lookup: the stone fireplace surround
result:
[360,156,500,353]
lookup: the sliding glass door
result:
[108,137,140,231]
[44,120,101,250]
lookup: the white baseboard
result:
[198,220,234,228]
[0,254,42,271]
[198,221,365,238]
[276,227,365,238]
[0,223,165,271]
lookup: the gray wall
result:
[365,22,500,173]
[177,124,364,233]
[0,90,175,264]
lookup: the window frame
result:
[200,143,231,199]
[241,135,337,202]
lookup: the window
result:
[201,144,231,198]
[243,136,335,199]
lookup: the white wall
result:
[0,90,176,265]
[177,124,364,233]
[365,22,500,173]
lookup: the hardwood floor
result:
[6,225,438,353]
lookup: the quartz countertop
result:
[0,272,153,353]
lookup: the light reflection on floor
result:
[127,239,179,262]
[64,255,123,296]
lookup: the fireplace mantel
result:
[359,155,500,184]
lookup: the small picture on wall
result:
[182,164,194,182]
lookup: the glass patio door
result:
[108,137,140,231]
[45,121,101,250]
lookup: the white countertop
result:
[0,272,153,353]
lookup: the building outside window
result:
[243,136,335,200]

Written problem – Render every line of the data above as a Markdown table with two columns, Row for the row number and Text for the line itself, and omit any blank lines.

Answer –
| Row | Text |
|---|---|
| 1 | lookup: the stone fireplace surround |
| 2 | result: |
| 3 | [360,156,500,353] |
| 4 | lookup: the sliding glass door |
| 5 | result: |
| 6 | [108,137,140,231] |
| 7 | [44,120,101,250] |
| 8 | lookup: the white baseboard |
| 9 | result: |
| 10 | [198,220,234,228] |
| 11 | [0,254,42,271] |
| 12 | [198,221,365,238] |
| 13 | [276,227,365,238] |
| 14 | [0,223,165,271] |
| 15 | lookup: the gray wall |
| 16 | result: |
| 17 | [365,22,500,173] |
| 18 | [177,124,364,233] |
| 19 | [0,90,175,264] |
| 20 | lookup: the window frame |
| 21 | result: |
| 22 | [200,143,231,199] |
| 23 | [241,135,337,202] |
| 24 | lookup: the window |
| 25 | result: |
| 26 | [201,144,231,198] |
| 27 | [243,136,335,199] |
| 28 | lookup: the white wall |
| 29 | result: |
| 30 | [0,90,176,265] |
| 31 | [177,124,364,233] |
| 32 | [365,22,500,173] |
| 33 | lookup: the hardwood floor |
| 34 | result: |
| 35 | [6,225,438,353] |
| 36 | lookup: the quartz countertop |
| 37 | result: |
| 38 | [0,272,153,353] |
| 39 | lookup: the light reflection on floor |
| 40 | result: |
| 41 | [127,239,179,262] |
| 42 | [64,255,123,296] |
| 43 | lookup: the fireplace mantel |
| 44 | result: |
| 45 | [359,155,500,184] |
| 46 | lookup: the small picture on wall |
| 47 | result: |
| 48 | [182,164,194,182] |
| 49 | lookup: the glass patio door |
| 50 | result: |
| 51 | [108,137,140,231] |
| 52 | [45,121,101,250] |
| 53 | lookup: the white countertop |
| 54 | result: |
| 55 | [0,272,153,353] |
| 56 | lookup: the building outside window |
| 57 | result: |
| 58 | [243,136,335,200] |